**Показанный отрывок:**
Итак, в 1912-1913 годах реалистически мыслившая часть петербургского кабинета поняла, что в реализации своего курса в Финляндии власть исходила из ошибочных представлений о положении дел в крае. В теории вслед за этим мог последовать поиск контактов с представителями тех финляндских несоциалистических партий, которые составляли большинство депутатов сейма. Как и в прежние годы, финны были полны решимости отстаивать свои основные законы и демонстрировали нежелание воспринимать даже такие инициативы правительства, которые предполагали лишь модернизацию административной системы Великого княжества, никоим образом не покушаясь на его автономные права. На фоне происходивших изменений в системе административного управления финляндская автономия представляла собой нечто реликтовое, однако, при наличии доброй воли с обеих сторон, и она имела право на существование. Внедрение новых подходов не могло быть легким, но было осуществимым в принципе. Однако попыток сближения с финскими политиками из Петербурга не последовало. Меж тем финны предприняли такую попытку в лице буржуазных партий, попытавшись наладить диалог с Коковцевым, но ответных действий с его стороны не последовало.
В ноябре 1914 года Совет министров предписал Зейну избегать обострения отношений со Швецией, чтобы не толкнуть ее в объятия Германии. В связи с этим была осуждена практика административных гонений против финских политиков.

**Записанные данные:**
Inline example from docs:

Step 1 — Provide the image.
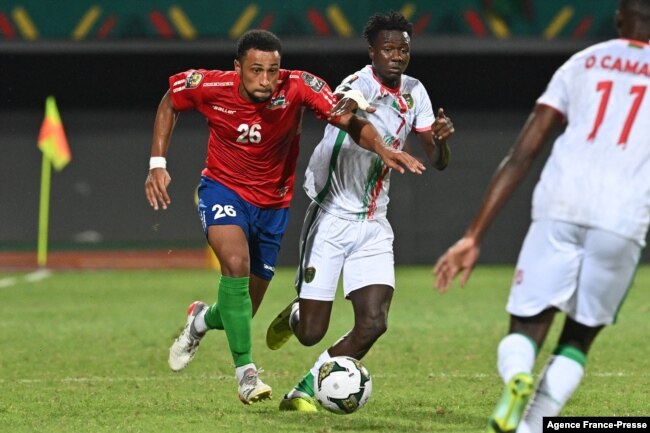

**Задача:** Что, согласно отрывку о политике Петербурга в Финляндии, Совет министров предписал Зейну в ноябре 1914 года?

**Решение задачи:** Избегать обострения отношений со Швецией, чтобы не толкнуть её в объятия Германии.